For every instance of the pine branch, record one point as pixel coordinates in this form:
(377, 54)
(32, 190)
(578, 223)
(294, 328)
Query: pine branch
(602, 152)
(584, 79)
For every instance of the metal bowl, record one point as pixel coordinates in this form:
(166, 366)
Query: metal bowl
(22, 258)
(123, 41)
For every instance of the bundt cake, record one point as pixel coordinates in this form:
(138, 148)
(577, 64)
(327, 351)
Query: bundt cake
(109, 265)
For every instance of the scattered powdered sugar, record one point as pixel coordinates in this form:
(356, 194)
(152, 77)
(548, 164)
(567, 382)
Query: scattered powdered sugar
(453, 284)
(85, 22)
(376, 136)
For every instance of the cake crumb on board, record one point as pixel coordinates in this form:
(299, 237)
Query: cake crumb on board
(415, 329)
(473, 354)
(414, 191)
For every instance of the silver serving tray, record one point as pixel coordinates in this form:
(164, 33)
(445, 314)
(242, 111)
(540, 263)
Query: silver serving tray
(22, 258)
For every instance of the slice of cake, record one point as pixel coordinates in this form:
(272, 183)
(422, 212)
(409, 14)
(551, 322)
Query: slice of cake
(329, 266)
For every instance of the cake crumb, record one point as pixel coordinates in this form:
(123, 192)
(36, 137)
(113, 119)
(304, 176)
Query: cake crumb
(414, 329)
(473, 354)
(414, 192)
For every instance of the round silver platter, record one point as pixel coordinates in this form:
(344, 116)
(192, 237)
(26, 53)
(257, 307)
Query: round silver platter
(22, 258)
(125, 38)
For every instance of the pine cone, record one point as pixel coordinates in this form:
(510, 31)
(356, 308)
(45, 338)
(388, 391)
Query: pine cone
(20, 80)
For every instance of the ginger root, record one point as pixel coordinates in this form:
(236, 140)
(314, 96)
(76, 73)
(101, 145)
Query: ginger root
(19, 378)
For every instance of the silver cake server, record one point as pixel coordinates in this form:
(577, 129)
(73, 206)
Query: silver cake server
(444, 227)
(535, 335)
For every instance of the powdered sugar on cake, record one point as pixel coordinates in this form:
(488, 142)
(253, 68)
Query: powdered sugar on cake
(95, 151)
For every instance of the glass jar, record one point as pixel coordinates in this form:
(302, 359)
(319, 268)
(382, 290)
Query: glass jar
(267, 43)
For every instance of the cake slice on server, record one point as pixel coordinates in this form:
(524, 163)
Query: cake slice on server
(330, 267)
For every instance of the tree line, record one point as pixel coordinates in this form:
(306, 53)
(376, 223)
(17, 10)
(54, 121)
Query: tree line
────
Render the lines above as a Markdown table with the columns Row and Line, numbering each line in order and leaving out any blank lines.

| Row | Line |
|---|---|
| 1 | For every instance of the pine branch, record one point as pixel coordinates in this form: |
| 2 | (377, 54) |
| 3 | (32, 190) |
| 4 | (578, 223) |
| 5 | (294, 328) |
| 6 | Query: pine branch |
| 7 | (602, 152) |
| 8 | (584, 79) |
| 9 | For every instance of the metal bowl, record one point as pixel coordinates in this form: |
| 10 | (166, 366) |
| 11 | Query: metal bowl |
| 12 | (22, 258) |
| 13 | (123, 41) |
| 14 | For every instance of the bundt cake, record one point as pixel coordinates in this form: |
| 15 | (138, 148) |
| 16 | (577, 64) |
| 17 | (327, 351) |
| 18 | Query: bundt cake |
| 19 | (109, 265) |
| 20 | For every instance of the scattered powdered sugar, record one point as pixel coordinates in this form: |
| 21 | (356, 194) |
| 22 | (152, 77) |
| 23 | (548, 164) |
| 24 | (567, 382) |
| 25 | Query: scattered powdered sugar |
| 26 | (453, 284) |
| 27 | (85, 22) |
| 28 | (376, 136) |
| 29 | For every instance of the cake crumb on board, record one point as pixel coordinates in this form: |
| 30 | (299, 237) |
| 31 | Query: cake crumb on board |
| 32 | (415, 329) |
| 33 | (473, 354) |
| 34 | (414, 191) |
| 35 | For every instance of the silver serving tray, record one point as pixel coordinates in this form: |
| 36 | (164, 33) |
| 37 | (445, 314) |
| 38 | (242, 111) |
| 39 | (540, 263) |
| 40 | Query: silver serving tray |
| 41 | (22, 258) |
| 42 | For every instance of the slice of cake, record one point as pixel coordinates in this form: |
| 43 | (272, 183) |
| 44 | (422, 212) |
| 45 | (409, 14) |
| 46 | (551, 322) |
| 47 | Query: slice of cake |
| 48 | (329, 266) |
| 49 | For every instance of the cake crumb, record one point as pixel coordinates in this form: |
| 50 | (123, 192) |
| 51 | (36, 137) |
| 52 | (113, 119) |
| 53 | (304, 176) |
| 54 | Query: cake crumb |
| 55 | (414, 329) |
| 56 | (473, 354) |
| 57 | (414, 192) |
| 58 | For every instance of the round silver platter, record one point as pixel coordinates in this form: |
| 59 | (344, 116) |
| 60 | (192, 237) |
| 61 | (26, 53) |
| 62 | (257, 307) |
| 63 | Query: round silver platter |
| 64 | (22, 258) |
| 65 | (125, 38) |
| 66 | For every instance of the pine cone, record one point as pixel coordinates in this form: |
| 67 | (510, 31) |
| 68 | (356, 308) |
| 69 | (45, 338) |
| 70 | (388, 391) |
| 71 | Query: pine cone |
| 72 | (20, 80) |
| 73 | For every instance of the ginger root, record one point as pixel coordinates in this form: |
| 74 | (236, 140) |
| 75 | (314, 96) |
| 76 | (76, 73) |
| 77 | (101, 145) |
| 78 | Query: ginger root |
| 79 | (19, 378) |
| 80 | For every instance of the silver cake server, record one point as pixel coordinates in this form: |
| 81 | (577, 129) |
| 82 | (73, 206) |
| 83 | Query: silver cake server |
| 84 | (444, 227) |
| 85 | (535, 335) |
| 86 | For every instance of the powdered sugar on cake, record one point as pixel coordinates in this form: |
| 87 | (488, 142) |
| 88 | (253, 68) |
| 89 | Query: powdered sugar on cake |
| 90 | (95, 151) |
| 91 | For every instance of the glass jar, record one point as pixel coordinates in this form: |
| 92 | (302, 359) |
| 93 | (319, 268) |
| 94 | (382, 290) |
| 95 | Query: glass jar |
| 96 | (267, 43) |
| 97 | For every instance of the cake slice on server, record one point as pixel coordinates in this form: |
| 98 | (524, 163) |
| 99 | Query: cake slice on server |
| 100 | (330, 267) |
| 101 | For every instance of the tree line, record one point as pixel coordinates in this form: |
| 102 | (306, 53) |
| 103 | (376, 223) |
| 104 | (17, 10) |
| 105 | (54, 121) |
| 106 | Query: tree line |